• Work instructions:
All records that follow are to be output exactly.

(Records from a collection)
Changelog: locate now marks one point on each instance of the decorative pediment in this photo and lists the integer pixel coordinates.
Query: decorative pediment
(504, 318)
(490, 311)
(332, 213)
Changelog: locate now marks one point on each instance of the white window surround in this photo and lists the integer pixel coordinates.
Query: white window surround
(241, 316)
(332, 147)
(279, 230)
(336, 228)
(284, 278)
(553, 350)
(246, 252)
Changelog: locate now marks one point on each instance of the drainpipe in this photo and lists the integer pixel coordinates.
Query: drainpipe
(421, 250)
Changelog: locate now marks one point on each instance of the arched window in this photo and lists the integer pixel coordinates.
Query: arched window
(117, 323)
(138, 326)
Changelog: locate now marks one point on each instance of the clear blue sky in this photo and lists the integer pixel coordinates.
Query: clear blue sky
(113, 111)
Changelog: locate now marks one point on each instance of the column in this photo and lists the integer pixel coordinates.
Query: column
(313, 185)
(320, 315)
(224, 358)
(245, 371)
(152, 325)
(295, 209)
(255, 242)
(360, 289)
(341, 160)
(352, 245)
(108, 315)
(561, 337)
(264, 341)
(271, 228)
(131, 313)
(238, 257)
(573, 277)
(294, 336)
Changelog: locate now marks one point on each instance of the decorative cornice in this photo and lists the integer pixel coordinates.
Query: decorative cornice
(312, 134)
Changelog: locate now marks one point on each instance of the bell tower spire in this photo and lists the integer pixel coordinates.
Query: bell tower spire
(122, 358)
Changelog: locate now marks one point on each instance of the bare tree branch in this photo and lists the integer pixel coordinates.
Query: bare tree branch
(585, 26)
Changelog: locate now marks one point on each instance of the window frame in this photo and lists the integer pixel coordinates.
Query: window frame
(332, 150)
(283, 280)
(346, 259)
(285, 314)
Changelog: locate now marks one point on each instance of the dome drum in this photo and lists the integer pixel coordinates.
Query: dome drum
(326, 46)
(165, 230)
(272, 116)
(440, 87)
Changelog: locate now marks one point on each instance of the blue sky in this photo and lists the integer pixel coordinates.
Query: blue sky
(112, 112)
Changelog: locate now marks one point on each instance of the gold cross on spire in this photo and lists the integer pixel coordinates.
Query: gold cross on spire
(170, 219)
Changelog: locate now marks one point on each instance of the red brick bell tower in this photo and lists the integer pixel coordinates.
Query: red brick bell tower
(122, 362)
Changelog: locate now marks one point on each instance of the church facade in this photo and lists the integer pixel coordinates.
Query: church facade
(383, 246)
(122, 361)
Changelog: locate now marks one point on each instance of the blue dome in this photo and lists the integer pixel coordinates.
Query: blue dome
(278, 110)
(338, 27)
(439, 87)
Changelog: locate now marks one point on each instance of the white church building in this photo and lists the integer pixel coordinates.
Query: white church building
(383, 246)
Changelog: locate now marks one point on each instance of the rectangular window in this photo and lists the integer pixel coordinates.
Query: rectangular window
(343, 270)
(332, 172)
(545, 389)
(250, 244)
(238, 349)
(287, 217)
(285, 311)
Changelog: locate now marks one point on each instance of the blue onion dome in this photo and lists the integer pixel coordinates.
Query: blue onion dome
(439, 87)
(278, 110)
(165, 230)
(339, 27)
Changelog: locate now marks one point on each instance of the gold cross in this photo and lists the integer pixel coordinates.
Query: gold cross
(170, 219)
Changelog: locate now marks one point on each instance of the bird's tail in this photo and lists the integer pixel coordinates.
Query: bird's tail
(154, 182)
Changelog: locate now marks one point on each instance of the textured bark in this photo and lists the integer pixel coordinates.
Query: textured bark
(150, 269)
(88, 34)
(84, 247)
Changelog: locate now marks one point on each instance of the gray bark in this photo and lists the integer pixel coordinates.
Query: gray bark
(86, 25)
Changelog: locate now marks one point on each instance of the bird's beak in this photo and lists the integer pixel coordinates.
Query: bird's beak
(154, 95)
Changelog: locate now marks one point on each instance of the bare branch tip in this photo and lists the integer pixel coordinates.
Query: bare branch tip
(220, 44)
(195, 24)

• Your response:
Changelog: locate now marks one point on each instance of the decorative pediment in this photo and lists the integer pixel coordinates.
Query: decorative pediment
(504, 318)
(490, 311)
(332, 213)
Changelog: locate now marks one point on each instance of the white window surround in this photo and lists the integer pixel coordinates.
Query: white window surround
(241, 316)
(332, 147)
(279, 230)
(336, 228)
(284, 278)
(553, 350)
(246, 252)
Changelog: locate now marks one point on each instance of the drainpipe in this photo and lists the integer pixel coordinates.
Query: drainpipe
(421, 250)
Changelog: locate now marks one point on each instance of the arched window in this photo and lists the integer pixel coordinates.
Query: arched window
(117, 323)
(138, 326)
Changelog: locate now marks one point on each instance of the clear blue sky in this photo and lists the integer pixel coordinates.
Query: clear blue sky
(113, 111)
Changelog: locate now marks one point on each instance of the column in this photo and lists the integer pixel coordinates.
Query: column
(313, 185)
(320, 315)
(224, 358)
(245, 371)
(152, 325)
(295, 209)
(255, 242)
(360, 289)
(341, 160)
(352, 245)
(108, 315)
(561, 337)
(264, 341)
(271, 228)
(131, 313)
(238, 257)
(573, 277)
(294, 336)
Changelog: locate now marks one point on each instance of the decorative cornice in this photo and lists the integer pixel coordinates.
Query: decorative cornice
(312, 134)
Changelog: locate now marks one point on each instance of the bell tower spire in this photo and lists the integer pixel coordinates.
Query: bell tower spire
(122, 358)
Changelog: locate now marks one point on each instance of the bare tree branch in this photo and lists the integer pixel coordinates.
Query: bare tree branch
(585, 26)
Changelog: locate now marks one point on each instance of the window frame in this photo and lists the integer pixel coordinates.
Query: window frame
(332, 150)
(283, 280)
(346, 259)
(285, 314)
Changelog: locate now marks one point on each instance of the dome drum in this photo and lists the integer pixel coordinates.
Query: dome drum
(326, 46)
(165, 230)
(272, 116)
(440, 87)
Changelog: locate now marks one point on each instance of the blue sky in this photo and lists the integer pixel coordinates.
Query: blue sky
(112, 112)
Changelog: locate now marks one point on each instance of the gold cross on spire in this photo and lists the integer pixel coordinates.
Query: gold cross on spire
(170, 219)
Changelog: locate now marks one point on each instance of the red brick bell tower in this photo and lists the integer pixel coordinates.
Query: red brick bell tower
(122, 362)
Changelog: locate now marks one point on each instance of the church facade in this photo and lists the integer pixel coordinates.
Query: church facade
(383, 246)
(122, 361)
Changelog: locate now marks one point on each instance of the blue dome in this photo and lists the integer pixel coordinates.
Query: blue dome
(278, 110)
(338, 27)
(439, 87)
Changelog: locate now marks one point on each instance of the white church building in this photo and lists the integer pixel coordinates.
Query: white church building
(383, 246)
Changelog: locate now marks one point on each instance of the rectangular window in this photo and lists the integer pixel coordinates.
Query: rectangular window
(343, 270)
(332, 172)
(545, 389)
(250, 244)
(238, 349)
(287, 217)
(285, 311)
Changelog: locate now marks one point on each instance of the blue onion dome in this photo and lists the integer pixel coordinates.
Query: blue onion dome
(439, 87)
(278, 110)
(165, 230)
(339, 27)
Changelog: locate now marks one point on each instance of the gold cross in this photo and lists the integer pixel coordinates.
Query: gold cross
(170, 219)
Changelog: locate now marks one point on each instance of the bird's tail in this photo and lists the integer pixel coordinates.
Query: bird's tail
(154, 182)
Changelog: locate now marks one point on each instance of the textured bark in this photo and lists the integer pixel coordinates.
Query: textured bark
(150, 269)
(88, 34)
(84, 247)
Changelog: locate now marks one point on each instance of the gray bark in this photo and lists the integer pixel coordinates.
Query: gray bark
(86, 25)
Changelog: locate now marks one point on each instance of the bird's beak in this photo and lists the integer pixel coordinates.
Query: bird's beak
(154, 95)
Changelog: locate now marks one point on each instance of the bare branch tip in this photo and lists the integer pixel coordinates.
Query: bare branch tip
(220, 44)
(195, 24)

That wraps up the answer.